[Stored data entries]
========================================================================

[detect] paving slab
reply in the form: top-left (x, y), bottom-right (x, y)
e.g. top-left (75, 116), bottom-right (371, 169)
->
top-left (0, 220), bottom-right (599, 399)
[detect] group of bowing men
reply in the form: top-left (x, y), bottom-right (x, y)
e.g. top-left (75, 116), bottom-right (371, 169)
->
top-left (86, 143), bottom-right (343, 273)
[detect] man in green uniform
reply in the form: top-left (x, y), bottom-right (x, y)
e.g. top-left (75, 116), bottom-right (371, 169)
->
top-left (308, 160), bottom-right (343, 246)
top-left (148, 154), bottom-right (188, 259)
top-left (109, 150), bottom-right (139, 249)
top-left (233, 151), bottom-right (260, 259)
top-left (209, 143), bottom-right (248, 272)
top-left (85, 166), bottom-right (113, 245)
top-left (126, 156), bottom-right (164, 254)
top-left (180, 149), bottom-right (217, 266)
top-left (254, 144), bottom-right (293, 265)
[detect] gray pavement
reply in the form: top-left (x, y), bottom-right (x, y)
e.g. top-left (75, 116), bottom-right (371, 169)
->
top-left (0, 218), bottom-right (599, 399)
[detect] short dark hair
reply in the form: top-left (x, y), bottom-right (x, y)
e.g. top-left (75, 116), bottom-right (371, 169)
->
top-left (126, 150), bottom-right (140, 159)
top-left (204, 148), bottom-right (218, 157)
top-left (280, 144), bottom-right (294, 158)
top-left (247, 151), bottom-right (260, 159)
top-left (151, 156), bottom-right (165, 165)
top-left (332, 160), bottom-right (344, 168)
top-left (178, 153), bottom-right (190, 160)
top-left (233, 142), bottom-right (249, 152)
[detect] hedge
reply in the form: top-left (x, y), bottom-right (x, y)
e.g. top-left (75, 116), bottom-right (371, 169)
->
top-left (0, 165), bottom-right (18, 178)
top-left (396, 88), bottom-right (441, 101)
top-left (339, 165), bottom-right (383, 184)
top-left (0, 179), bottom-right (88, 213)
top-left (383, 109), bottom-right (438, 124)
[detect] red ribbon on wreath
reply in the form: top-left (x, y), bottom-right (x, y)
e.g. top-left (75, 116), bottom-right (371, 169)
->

========================================================================

*WHAT THE EXERCISE ASKS*.
The records above should be transcribed in full, with no differences.

*WRITTEN SOLUTION*.
[detect] paving slab
reply in the form: top-left (x, y), bottom-right (x, y)
e.g. top-left (75, 116), bottom-right (371, 169)
->
top-left (0, 220), bottom-right (599, 399)
[detect] group of bowing men
reply in the form: top-left (x, y), bottom-right (x, y)
e.g. top-left (75, 116), bottom-right (371, 169)
->
top-left (86, 143), bottom-right (343, 273)
[detect] man in green uniform
reply in the form: top-left (x, y), bottom-right (x, y)
e.g. top-left (75, 116), bottom-right (371, 169)
->
top-left (308, 160), bottom-right (343, 246)
top-left (148, 154), bottom-right (188, 259)
top-left (109, 150), bottom-right (139, 249)
top-left (233, 151), bottom-right (260, 259)
top-left (209, 143), bottom-right (248, 272)
top-left (85, 166), bottom-right (113, 245)
top-left (126, 156), bottom-right (164, 254)
top-left (180, 149), bottom-right (217, 266)
top-left (254, 144), bottom-right (293, 265)
[detect] gray pavement
reply in the form: top-left (x, y), bottom-right (x, y)
e.g. top-left (75, 116), bottom-right (371, 169)
->
top-left (0, 218), bottom-right (599, 399)
[detect] short dark hair
reply in the form: top-left (x, y), bottom-right (x, y)
e.g. top-left (75, 116), bottom-right (371, 169)
->
top-left (126, 150), bottom-right (140, 159)
top-left (204, 148), bottom-right (218, 157)
top-left (280, 144), bottom-right (294, 158)
top-left (247, 151), bottom-right (260, 159)
top-left (151, 156), bottom-right (165, 165)
top-left (332, 160), bottom-right (344, 168)
top-left (178, 153), bottom-right (190, 160)
top-left (233, 142), bottom-right (249, 152)
[detect] hedge
reply in the form: top-left (x, y), bottom-right (x, y)
e.g. top-left (75, 116), bottom-right (371, 169)
->
top-left (0, 165), bottom-right (18, 178)
top-left (396, 88), bottom-right (441, 101)
top-left (339, 165), bottom-right (383, 184)
top-left (0, 179), bottom-right (88, 213)
top-left (383, 109), bottom-right (438, 124)
[detect] red ribbon on wreath
reply in the form: top-left (x, y), bottom-right (x, y)
e.g. top-left (75, 116), bottom-right (371, 169)
->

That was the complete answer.